> **Extracted data**
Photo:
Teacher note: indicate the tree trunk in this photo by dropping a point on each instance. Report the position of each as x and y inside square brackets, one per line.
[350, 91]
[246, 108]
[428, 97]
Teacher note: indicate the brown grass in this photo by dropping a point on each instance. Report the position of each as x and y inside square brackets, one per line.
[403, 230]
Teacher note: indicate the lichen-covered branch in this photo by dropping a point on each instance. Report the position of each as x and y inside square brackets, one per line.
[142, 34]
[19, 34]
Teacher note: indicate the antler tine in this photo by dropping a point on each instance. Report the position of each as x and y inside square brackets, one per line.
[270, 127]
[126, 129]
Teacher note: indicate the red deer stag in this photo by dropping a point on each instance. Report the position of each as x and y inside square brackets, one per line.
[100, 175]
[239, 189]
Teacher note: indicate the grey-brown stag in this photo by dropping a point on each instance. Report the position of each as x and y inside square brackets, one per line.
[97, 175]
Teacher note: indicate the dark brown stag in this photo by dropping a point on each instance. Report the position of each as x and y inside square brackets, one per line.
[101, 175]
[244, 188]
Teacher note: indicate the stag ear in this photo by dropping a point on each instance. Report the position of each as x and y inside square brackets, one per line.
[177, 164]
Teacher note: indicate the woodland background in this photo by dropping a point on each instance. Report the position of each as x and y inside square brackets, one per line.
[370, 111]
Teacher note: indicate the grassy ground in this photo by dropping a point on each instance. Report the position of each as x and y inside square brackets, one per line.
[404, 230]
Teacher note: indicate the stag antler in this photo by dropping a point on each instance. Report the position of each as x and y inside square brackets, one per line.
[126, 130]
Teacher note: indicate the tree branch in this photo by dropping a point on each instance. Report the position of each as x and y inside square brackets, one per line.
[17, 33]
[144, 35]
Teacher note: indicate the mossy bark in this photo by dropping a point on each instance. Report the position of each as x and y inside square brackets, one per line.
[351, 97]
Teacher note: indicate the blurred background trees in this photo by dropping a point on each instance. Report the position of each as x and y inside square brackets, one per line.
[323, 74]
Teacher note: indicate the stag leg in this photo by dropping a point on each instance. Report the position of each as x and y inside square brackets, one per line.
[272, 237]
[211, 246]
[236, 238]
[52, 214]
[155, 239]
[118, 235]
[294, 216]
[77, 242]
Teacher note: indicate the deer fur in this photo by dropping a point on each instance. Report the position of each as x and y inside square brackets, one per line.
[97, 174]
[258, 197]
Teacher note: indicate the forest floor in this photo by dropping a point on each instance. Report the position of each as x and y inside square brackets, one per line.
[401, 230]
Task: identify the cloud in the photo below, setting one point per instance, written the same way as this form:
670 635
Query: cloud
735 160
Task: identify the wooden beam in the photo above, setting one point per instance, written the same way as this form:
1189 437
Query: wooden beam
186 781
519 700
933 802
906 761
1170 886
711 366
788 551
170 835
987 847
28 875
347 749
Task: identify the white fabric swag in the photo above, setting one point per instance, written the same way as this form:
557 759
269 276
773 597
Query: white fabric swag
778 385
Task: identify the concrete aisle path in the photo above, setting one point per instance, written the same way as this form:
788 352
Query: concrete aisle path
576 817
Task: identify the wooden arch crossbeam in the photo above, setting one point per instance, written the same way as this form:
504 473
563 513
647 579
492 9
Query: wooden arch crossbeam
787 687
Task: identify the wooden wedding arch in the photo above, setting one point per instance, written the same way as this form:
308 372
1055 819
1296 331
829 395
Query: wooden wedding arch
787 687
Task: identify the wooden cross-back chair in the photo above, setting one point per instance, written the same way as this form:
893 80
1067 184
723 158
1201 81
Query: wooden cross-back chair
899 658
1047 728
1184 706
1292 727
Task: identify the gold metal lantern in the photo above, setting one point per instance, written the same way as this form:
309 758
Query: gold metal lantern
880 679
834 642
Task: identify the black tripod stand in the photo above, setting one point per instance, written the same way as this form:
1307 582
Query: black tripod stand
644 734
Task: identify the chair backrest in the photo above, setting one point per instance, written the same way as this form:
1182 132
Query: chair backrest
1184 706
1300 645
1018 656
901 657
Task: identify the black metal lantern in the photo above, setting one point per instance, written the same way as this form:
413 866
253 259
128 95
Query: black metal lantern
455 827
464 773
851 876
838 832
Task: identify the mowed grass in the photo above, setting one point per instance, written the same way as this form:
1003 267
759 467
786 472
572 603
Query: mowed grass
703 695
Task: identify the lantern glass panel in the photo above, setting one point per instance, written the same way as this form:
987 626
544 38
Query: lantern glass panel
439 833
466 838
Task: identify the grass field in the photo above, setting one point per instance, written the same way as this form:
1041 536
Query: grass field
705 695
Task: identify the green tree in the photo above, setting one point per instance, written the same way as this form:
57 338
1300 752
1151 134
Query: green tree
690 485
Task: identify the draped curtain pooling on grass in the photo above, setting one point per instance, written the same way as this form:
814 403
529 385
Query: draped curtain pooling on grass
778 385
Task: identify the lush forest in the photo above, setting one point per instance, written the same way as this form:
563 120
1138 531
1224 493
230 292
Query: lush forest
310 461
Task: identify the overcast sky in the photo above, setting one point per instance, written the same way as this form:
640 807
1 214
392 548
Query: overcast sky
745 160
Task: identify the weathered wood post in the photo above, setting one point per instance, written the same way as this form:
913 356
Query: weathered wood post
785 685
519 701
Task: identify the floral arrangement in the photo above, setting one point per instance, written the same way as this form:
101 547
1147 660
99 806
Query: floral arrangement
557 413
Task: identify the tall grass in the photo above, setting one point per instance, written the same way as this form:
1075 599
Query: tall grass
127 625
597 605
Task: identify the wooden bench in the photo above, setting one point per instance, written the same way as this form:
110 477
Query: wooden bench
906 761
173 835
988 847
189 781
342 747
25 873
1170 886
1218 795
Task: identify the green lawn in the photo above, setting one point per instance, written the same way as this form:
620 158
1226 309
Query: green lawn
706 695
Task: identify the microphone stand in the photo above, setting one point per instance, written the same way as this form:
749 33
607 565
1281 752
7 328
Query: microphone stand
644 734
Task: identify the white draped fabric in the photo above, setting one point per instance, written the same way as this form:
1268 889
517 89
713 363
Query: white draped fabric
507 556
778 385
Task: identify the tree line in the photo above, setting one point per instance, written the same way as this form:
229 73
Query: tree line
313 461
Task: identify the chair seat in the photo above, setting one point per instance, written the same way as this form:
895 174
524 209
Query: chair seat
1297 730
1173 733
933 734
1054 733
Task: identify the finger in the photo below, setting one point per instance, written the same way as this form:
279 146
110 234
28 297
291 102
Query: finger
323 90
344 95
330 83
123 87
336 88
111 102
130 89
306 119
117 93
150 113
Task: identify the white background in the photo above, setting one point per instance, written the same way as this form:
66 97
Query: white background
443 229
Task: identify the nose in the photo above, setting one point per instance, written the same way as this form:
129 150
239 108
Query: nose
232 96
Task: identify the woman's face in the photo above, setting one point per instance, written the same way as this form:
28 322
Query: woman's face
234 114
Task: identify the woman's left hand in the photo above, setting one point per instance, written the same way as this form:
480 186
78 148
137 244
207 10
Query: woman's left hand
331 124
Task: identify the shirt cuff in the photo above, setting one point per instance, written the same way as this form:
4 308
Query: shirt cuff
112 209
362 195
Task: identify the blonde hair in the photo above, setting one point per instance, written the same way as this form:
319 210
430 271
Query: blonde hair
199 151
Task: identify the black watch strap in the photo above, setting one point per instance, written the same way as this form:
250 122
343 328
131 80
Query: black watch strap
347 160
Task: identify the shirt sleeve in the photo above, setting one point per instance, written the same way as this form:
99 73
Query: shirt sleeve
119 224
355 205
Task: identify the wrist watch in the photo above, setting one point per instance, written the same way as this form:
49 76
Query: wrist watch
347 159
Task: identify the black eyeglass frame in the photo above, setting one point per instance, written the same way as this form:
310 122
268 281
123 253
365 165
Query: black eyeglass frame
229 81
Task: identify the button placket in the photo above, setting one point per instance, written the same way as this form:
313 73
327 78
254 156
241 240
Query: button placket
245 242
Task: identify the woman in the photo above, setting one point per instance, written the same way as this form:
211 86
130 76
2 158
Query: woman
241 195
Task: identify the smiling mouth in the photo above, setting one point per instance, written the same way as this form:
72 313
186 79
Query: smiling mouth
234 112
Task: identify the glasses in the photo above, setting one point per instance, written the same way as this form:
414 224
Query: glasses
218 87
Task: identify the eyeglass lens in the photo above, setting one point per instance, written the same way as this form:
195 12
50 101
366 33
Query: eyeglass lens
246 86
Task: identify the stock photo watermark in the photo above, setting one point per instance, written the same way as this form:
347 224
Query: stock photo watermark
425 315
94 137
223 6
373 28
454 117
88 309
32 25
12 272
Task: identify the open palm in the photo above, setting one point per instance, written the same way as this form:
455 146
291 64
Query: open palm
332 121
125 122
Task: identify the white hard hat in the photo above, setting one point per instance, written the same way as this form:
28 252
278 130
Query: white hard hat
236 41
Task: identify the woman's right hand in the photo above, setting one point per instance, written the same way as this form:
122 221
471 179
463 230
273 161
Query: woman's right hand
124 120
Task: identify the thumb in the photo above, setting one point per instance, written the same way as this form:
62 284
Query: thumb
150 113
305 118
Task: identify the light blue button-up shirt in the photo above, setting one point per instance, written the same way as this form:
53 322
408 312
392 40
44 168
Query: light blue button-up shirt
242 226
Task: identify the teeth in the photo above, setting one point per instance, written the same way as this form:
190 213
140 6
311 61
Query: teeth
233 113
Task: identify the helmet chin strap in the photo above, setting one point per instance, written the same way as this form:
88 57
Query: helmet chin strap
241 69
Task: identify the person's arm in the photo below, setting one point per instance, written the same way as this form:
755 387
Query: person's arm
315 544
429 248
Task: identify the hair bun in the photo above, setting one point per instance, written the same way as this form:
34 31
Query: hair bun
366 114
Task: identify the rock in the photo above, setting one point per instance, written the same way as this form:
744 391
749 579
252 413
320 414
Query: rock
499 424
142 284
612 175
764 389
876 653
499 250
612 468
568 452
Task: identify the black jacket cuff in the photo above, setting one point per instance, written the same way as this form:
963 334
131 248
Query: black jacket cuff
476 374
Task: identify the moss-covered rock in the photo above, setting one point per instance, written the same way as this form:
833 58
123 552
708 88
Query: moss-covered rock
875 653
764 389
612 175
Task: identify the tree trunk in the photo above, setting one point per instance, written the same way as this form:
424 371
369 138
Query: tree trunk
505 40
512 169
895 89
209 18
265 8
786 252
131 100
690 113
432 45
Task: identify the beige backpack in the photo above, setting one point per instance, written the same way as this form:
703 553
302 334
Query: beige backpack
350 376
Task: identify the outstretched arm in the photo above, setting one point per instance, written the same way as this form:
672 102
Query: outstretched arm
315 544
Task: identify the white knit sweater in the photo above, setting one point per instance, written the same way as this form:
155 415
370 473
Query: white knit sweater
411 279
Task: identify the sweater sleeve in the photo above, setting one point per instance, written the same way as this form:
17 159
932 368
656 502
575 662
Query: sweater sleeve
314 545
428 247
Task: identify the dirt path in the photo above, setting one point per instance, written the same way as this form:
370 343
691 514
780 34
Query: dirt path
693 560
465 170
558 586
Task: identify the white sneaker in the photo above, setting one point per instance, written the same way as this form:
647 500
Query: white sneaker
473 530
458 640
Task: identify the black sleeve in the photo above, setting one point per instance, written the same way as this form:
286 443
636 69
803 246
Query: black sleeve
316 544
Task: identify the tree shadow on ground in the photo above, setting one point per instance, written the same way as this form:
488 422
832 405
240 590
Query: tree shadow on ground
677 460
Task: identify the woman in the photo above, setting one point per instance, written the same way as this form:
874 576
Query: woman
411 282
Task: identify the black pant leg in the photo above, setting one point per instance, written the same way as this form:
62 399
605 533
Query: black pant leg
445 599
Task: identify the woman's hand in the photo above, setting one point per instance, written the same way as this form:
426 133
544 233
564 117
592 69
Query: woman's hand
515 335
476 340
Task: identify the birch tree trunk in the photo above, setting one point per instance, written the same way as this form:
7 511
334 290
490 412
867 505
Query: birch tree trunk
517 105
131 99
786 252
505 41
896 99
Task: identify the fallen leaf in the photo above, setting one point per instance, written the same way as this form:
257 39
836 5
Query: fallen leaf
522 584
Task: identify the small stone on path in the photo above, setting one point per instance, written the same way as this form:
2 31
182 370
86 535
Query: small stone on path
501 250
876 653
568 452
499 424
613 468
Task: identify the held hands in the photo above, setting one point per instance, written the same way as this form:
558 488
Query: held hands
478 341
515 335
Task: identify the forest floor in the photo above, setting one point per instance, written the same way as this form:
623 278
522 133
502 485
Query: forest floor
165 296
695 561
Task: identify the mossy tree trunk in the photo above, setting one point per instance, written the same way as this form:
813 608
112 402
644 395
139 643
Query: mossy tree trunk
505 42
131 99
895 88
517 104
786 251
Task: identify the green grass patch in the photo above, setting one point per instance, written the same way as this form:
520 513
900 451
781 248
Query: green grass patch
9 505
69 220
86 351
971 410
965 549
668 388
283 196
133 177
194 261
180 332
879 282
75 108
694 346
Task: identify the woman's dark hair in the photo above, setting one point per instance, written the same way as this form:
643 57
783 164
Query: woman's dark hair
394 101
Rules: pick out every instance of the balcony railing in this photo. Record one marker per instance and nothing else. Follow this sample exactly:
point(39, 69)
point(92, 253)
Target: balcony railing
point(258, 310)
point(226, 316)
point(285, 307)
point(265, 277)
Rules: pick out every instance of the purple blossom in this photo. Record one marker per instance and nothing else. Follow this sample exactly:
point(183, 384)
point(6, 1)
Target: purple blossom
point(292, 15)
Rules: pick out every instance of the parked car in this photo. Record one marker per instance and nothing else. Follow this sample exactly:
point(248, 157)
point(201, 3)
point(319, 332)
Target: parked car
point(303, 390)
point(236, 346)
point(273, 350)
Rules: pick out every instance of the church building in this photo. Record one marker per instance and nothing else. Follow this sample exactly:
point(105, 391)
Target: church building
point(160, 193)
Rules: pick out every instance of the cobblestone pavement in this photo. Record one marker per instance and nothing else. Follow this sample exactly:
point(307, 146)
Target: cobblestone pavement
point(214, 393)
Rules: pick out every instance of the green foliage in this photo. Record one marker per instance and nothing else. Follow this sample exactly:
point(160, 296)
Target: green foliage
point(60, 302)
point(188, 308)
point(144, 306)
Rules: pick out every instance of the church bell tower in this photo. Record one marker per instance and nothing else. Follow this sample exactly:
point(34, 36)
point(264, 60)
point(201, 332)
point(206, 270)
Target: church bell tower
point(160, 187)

> **Problem requirements**
Report the number of lines in the records above that include "marker", leaving out any other words.

> **Response to the task**
7